→ **Directions**:
Give back only the lines from the one with "For each instance of the tiled" through the last line of the data, exactly as they appear.

Collection entries
● ● ● ● ●
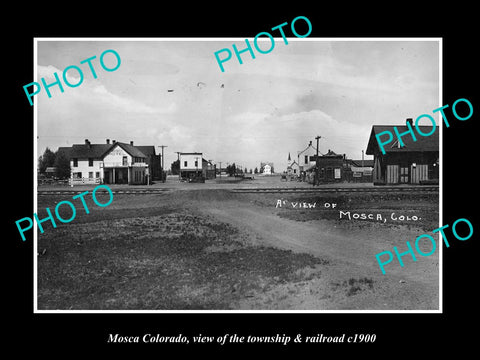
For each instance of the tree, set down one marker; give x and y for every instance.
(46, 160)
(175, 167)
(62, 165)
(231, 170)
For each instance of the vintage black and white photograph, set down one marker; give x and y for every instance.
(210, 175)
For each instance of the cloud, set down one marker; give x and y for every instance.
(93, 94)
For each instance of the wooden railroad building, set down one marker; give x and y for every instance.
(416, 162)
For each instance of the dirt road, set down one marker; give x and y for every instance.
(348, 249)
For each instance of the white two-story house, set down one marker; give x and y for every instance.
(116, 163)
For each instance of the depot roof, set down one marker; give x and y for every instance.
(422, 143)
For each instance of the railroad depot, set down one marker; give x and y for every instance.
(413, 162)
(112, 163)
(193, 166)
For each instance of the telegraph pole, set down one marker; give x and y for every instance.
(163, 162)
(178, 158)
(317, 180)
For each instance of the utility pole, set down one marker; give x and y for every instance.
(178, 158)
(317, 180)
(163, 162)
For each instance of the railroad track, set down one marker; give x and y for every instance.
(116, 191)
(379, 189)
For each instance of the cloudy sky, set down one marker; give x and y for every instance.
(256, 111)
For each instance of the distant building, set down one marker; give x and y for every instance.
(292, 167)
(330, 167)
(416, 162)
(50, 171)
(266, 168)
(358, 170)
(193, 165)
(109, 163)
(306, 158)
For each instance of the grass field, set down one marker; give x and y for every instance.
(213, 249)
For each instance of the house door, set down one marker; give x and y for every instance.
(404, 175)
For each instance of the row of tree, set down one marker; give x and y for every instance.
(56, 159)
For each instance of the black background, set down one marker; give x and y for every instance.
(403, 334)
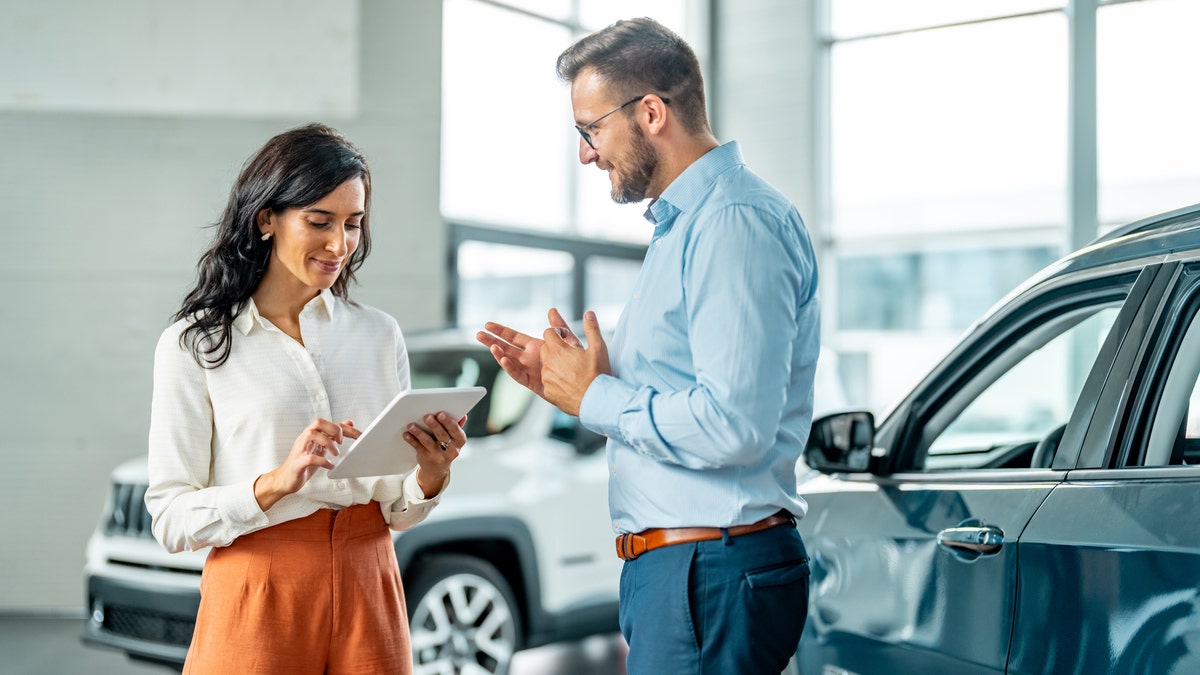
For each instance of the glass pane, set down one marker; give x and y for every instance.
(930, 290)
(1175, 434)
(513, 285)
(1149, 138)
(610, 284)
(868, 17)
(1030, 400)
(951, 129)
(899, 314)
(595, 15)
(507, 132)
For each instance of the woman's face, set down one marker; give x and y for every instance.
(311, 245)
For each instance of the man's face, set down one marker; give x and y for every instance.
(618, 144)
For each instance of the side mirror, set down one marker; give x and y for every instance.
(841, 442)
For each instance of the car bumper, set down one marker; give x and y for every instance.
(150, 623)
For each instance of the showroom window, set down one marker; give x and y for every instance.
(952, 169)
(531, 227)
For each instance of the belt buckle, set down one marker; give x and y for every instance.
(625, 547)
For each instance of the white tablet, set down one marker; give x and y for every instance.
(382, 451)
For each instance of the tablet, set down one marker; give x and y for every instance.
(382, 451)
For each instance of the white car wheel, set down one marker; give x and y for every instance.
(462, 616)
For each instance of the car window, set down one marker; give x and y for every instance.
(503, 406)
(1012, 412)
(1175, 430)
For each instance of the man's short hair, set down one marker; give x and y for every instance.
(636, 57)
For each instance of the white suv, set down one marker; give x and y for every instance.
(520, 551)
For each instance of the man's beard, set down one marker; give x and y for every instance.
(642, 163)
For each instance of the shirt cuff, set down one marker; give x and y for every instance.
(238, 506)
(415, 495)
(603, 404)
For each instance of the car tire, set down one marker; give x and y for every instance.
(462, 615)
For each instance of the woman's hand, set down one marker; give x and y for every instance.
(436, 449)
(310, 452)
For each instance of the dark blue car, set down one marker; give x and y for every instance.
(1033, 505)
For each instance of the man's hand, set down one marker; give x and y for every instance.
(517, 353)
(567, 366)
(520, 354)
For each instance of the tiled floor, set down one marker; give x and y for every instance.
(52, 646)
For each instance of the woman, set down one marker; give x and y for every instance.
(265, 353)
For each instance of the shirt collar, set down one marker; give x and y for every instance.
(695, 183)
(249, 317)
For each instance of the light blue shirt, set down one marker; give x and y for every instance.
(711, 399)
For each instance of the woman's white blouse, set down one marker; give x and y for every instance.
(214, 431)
● ● ● ● ●
→ **Solution to the exercise**:
For each instance of the tiled floor, set down one marker; give x and y for every instance.
(52, 646)
For each instance of the woman, set down one marker; give x and y for every instance.
(265, 353)
For each instance of the shirt collar, set down one marker; give x and y for every instance.
(695, 183)
(249, 317)
For each instance of the light blue shirt, set down one marker; give x and y for every instance.
(711, 399)
For each instance of the woman's white blouse, set down one marker; give x and y for every instance.
(214, 431)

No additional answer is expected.